• **Instructions to follow**
Put each line of the data, starting at the line containing "girl's arm, each" and continuing through the end of the data, into a Markdown table. Use the columns Row and Line, number the rows, and skip any blank lines.

• **Data contained in a dataset**
# # # # #

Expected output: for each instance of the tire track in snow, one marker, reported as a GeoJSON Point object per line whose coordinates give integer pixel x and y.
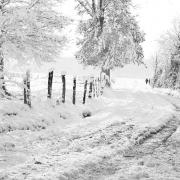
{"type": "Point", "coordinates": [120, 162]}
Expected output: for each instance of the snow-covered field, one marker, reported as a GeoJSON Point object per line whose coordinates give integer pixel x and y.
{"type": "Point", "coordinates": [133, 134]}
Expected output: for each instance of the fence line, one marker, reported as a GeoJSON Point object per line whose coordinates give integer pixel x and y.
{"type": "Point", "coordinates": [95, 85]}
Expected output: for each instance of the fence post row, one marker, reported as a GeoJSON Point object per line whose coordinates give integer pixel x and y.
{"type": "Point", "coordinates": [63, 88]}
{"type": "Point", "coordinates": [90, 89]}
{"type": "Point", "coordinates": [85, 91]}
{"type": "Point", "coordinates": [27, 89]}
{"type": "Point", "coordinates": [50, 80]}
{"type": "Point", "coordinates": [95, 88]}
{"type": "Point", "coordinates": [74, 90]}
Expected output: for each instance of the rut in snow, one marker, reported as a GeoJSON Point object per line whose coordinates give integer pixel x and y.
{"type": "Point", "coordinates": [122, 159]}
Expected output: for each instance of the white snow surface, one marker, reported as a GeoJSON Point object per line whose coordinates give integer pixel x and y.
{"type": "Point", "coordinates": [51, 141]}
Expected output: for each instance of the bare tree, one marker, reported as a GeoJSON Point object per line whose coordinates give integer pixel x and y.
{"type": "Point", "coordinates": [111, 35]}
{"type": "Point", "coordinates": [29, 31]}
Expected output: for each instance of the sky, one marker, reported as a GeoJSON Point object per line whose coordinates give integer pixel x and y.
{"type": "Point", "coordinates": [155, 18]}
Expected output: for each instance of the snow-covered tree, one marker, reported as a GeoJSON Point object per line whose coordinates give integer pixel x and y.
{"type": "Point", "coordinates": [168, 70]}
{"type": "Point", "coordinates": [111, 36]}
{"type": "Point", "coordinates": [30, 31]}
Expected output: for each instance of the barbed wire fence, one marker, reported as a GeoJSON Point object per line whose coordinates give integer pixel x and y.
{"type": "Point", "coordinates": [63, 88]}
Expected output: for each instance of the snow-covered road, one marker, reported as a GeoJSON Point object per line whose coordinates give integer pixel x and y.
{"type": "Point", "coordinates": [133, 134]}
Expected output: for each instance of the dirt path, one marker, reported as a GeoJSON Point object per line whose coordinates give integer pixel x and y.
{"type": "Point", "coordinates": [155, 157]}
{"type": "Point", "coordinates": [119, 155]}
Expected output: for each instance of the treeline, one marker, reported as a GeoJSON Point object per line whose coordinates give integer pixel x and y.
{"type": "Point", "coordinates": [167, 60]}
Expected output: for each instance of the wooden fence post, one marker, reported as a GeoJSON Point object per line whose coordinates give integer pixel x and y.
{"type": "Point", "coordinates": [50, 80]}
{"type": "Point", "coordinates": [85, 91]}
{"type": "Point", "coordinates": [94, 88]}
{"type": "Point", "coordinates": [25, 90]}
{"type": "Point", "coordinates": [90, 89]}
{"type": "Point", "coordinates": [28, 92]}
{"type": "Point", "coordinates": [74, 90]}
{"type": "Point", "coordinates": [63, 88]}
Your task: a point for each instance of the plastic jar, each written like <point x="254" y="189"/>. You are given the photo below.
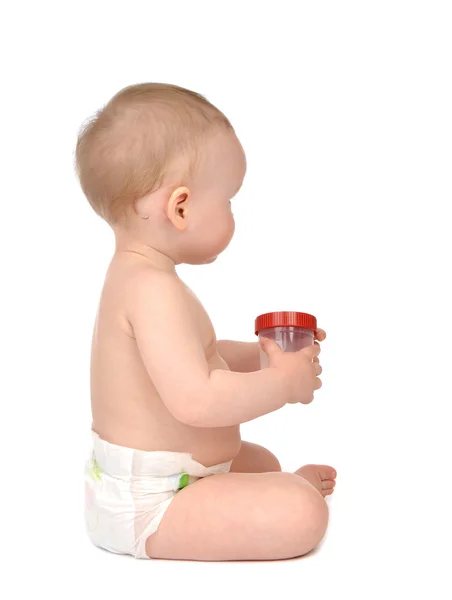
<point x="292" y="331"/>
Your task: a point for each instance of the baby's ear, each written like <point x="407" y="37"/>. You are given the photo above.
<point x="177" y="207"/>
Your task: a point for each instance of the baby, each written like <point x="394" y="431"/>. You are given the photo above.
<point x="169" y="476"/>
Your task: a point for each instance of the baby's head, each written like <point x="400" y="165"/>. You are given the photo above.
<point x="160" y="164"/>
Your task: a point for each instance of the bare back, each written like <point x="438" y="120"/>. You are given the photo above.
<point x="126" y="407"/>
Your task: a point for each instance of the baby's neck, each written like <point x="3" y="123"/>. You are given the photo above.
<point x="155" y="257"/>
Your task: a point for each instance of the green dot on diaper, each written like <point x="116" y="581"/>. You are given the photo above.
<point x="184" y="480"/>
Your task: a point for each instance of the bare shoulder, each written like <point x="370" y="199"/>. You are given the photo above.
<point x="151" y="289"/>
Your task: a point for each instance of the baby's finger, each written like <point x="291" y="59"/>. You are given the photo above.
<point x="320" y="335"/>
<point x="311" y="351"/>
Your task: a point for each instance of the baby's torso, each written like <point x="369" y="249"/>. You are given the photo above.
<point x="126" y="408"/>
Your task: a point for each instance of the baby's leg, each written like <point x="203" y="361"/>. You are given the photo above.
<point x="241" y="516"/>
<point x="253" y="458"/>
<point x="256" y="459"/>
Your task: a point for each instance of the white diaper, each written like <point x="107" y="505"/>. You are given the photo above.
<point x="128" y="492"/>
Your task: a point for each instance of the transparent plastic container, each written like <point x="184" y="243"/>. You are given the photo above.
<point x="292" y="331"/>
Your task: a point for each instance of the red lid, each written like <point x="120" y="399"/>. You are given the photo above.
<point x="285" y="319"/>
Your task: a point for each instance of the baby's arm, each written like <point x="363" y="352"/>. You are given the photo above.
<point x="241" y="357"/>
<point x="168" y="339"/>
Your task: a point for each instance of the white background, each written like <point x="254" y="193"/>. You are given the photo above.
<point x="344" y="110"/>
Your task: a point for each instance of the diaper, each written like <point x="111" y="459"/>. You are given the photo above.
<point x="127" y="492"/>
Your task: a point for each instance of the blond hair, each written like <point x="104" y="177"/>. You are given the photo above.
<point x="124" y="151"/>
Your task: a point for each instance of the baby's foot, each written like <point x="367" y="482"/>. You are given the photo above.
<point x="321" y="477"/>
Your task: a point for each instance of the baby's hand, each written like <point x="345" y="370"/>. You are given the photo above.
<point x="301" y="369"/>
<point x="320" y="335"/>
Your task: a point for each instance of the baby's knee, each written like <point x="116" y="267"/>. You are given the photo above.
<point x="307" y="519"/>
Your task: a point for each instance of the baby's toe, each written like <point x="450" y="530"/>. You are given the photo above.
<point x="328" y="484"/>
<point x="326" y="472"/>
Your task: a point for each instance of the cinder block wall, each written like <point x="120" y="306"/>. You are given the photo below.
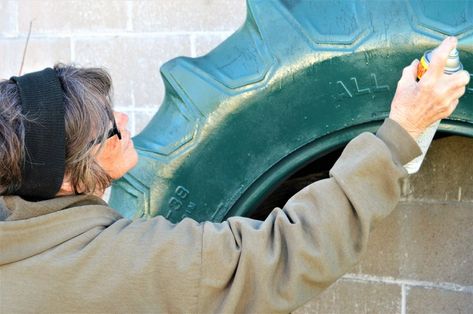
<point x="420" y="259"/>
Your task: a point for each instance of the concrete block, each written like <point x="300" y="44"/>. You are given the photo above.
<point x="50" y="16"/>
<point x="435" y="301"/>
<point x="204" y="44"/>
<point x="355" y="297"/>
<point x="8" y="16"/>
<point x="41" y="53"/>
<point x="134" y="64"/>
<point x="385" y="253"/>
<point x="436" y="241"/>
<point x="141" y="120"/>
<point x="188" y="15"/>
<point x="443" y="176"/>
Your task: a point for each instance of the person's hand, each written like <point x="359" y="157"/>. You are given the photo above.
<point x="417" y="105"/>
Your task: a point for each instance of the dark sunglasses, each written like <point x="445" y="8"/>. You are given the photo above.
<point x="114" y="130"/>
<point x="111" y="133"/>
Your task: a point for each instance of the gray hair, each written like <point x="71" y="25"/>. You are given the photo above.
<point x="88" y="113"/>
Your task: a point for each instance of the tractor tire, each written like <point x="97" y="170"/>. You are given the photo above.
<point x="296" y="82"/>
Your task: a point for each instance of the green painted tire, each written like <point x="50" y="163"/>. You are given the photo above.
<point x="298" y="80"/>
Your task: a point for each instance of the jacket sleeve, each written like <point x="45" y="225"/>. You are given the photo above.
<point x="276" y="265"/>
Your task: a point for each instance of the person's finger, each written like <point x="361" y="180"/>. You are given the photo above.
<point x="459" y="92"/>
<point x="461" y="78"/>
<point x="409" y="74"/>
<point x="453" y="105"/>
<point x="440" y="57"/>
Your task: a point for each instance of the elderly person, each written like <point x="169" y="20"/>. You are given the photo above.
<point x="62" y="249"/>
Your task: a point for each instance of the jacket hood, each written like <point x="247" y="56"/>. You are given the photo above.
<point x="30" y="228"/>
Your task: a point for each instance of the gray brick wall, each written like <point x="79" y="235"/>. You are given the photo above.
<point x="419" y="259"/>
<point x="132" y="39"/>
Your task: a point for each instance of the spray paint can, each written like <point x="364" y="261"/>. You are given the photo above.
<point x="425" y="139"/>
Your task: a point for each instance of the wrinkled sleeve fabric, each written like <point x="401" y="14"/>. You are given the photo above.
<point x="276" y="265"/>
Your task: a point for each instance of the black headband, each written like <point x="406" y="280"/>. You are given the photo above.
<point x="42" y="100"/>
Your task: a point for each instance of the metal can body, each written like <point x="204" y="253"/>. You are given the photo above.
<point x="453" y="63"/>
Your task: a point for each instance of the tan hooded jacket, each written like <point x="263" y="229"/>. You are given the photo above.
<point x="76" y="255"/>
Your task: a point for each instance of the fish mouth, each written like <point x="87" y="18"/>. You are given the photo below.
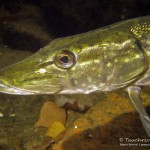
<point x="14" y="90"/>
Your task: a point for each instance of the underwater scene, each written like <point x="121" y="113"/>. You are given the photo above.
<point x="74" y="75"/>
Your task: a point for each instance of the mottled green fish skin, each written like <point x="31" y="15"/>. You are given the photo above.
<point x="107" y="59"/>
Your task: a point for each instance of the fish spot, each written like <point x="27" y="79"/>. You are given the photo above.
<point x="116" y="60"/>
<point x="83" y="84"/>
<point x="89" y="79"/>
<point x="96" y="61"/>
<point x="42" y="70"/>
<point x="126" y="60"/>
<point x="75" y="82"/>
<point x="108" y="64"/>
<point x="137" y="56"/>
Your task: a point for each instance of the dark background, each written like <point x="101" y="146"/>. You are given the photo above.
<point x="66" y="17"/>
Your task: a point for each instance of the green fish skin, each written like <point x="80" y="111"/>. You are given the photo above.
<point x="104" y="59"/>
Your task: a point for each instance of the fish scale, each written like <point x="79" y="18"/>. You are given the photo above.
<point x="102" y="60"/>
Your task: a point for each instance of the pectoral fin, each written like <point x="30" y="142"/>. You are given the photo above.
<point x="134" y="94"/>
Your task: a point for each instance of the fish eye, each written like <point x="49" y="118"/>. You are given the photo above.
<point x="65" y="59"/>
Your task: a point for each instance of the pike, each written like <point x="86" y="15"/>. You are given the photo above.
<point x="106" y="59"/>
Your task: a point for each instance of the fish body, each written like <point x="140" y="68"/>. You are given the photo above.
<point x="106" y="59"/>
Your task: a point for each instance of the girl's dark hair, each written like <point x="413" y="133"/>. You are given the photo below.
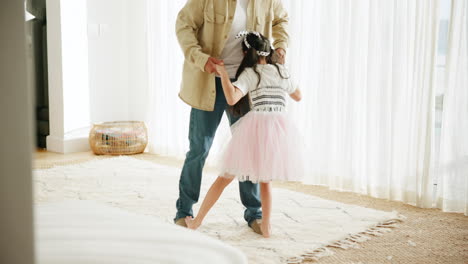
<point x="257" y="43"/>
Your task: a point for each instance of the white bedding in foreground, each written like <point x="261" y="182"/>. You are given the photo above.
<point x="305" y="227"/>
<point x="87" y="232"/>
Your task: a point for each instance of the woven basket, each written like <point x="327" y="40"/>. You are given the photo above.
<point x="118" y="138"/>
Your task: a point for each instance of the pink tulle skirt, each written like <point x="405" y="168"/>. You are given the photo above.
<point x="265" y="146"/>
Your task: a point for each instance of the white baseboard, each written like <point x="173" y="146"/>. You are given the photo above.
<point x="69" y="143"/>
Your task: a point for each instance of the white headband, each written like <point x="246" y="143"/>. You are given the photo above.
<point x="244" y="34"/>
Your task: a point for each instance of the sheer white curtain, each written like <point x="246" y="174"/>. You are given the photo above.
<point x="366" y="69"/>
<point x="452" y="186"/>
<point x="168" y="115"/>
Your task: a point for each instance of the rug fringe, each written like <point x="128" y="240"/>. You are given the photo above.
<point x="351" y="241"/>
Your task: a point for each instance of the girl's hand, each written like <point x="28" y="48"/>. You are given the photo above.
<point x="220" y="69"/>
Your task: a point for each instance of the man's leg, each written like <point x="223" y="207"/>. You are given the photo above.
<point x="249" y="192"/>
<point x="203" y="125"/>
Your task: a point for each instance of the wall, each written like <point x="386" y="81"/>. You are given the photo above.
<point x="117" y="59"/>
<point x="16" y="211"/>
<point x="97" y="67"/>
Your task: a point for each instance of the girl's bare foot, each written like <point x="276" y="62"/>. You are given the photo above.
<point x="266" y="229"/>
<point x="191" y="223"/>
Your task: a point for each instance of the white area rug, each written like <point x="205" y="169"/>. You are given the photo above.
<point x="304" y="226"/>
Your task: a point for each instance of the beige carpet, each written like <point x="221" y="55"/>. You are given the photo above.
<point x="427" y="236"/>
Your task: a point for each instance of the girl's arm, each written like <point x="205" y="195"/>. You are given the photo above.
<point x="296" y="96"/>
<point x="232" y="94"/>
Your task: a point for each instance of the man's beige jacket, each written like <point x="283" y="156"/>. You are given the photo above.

# # # # #

• **In response**
| Row | Line |
|---|---|
| 1 | Your task: a point for each instance of the girl's arm, each written like <point x="205" y="195"/>. You are given the photo above. |
| 2 | <point x="296" y="96"/> |
| 3 | <point x="232" y="94"/> |
| 4 | Your task: a point for each instance of the man's beige jacket, each written like <point x="283" y="156"/>. You are given the photo above. |